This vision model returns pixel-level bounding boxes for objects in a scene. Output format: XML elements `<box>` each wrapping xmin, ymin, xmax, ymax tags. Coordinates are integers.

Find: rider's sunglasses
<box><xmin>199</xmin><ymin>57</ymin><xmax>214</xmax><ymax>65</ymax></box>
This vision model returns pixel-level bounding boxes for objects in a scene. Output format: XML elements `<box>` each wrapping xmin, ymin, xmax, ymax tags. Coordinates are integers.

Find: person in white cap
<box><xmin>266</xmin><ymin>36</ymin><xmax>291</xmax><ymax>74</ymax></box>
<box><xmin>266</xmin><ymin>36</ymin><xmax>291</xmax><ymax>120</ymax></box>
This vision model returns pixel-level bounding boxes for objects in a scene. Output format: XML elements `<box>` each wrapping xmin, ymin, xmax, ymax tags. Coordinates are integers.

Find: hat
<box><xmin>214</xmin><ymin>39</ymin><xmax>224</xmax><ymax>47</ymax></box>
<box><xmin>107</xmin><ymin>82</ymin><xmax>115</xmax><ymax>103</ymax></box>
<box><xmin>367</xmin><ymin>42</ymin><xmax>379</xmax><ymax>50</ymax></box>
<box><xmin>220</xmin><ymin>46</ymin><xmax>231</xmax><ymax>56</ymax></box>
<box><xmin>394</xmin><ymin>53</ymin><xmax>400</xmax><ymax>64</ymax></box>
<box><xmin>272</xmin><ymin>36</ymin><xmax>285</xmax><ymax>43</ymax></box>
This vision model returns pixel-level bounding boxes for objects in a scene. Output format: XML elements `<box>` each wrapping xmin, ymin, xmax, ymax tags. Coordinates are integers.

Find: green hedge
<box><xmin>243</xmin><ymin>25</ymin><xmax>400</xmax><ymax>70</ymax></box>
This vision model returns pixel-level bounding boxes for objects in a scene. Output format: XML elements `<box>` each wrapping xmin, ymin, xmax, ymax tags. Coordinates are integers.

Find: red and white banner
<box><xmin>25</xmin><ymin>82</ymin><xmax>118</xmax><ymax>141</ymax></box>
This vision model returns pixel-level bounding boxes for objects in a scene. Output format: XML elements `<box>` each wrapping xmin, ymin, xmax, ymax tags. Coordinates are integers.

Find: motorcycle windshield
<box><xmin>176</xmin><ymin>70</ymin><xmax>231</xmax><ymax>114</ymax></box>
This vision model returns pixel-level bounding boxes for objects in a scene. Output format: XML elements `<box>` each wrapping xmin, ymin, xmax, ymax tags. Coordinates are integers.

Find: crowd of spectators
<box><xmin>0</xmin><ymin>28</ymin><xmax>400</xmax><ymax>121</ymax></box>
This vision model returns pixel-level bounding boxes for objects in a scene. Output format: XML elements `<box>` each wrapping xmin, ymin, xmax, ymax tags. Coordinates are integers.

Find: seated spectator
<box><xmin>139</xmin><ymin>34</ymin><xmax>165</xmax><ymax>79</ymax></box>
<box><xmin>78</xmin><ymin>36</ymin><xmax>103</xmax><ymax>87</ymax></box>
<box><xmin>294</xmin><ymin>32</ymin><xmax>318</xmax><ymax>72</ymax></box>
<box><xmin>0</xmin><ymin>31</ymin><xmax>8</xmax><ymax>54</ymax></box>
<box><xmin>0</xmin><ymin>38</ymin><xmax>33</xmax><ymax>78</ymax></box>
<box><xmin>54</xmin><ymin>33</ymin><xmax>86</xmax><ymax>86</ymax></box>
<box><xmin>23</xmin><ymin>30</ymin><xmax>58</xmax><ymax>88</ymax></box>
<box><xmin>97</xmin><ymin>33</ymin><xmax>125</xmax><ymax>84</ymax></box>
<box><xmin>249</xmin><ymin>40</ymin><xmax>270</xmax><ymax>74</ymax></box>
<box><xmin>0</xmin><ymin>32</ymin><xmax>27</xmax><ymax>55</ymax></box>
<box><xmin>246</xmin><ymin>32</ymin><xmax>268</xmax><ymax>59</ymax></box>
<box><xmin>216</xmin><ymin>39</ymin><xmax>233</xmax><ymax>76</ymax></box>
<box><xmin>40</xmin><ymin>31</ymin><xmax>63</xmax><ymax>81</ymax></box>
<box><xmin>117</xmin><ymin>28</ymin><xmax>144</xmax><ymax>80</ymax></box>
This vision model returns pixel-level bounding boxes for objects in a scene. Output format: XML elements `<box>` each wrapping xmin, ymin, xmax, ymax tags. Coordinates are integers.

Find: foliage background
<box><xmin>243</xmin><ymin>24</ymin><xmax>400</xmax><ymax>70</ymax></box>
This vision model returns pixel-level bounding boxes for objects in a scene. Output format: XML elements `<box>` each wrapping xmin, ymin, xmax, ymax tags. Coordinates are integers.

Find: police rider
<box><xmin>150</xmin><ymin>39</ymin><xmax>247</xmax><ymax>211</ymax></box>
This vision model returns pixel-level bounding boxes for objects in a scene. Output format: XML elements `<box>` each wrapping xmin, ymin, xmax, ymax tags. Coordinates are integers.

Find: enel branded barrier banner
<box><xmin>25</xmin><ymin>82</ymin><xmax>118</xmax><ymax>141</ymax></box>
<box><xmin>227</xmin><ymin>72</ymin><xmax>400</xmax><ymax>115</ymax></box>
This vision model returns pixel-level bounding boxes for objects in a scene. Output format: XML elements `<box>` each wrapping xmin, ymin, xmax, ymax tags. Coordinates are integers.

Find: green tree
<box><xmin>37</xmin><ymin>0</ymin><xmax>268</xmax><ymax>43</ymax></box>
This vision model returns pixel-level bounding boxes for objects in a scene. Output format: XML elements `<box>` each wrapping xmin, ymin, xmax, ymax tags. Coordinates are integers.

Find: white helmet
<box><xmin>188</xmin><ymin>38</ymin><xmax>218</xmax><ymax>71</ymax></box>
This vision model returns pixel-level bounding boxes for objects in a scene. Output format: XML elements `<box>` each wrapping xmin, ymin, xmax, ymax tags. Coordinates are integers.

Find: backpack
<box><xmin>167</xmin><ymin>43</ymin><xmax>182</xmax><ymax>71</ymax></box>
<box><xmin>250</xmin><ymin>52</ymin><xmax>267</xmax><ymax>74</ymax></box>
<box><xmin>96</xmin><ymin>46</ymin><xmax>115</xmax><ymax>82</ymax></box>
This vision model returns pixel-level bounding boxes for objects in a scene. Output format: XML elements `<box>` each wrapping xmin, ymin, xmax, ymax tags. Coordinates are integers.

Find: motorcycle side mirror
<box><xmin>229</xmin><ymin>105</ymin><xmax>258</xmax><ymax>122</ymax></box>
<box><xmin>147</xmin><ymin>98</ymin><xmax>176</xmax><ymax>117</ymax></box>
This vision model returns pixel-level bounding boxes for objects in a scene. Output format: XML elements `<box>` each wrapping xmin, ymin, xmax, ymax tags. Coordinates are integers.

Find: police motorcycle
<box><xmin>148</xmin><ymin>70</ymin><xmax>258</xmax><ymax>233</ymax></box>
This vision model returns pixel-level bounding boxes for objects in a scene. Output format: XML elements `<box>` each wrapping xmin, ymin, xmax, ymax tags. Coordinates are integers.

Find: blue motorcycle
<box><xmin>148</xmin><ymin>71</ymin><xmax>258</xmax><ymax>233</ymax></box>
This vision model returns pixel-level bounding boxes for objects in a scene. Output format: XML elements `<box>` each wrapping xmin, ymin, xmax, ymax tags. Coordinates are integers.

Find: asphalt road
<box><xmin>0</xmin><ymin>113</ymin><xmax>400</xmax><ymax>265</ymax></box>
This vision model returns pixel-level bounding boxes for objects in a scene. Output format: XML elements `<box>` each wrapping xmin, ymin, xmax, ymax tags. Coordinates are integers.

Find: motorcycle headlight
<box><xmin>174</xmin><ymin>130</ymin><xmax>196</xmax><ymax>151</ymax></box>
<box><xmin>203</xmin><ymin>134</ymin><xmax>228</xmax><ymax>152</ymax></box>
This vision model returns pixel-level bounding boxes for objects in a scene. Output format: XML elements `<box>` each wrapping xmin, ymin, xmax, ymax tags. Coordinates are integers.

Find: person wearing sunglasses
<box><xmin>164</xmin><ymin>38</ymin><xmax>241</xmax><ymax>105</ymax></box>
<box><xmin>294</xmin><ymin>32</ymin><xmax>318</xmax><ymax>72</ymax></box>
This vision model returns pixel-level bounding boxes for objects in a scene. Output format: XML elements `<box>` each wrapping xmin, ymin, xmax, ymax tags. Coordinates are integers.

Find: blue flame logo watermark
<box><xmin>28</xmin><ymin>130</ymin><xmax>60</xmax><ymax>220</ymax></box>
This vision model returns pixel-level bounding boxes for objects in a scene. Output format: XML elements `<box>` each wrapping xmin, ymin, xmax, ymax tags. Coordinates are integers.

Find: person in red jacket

**The task**
Pick out every line in the listing above that contains the word "banner", matching case exactly.

**Output for this task**
Find: red and white banner
Find: enel branded barrier banner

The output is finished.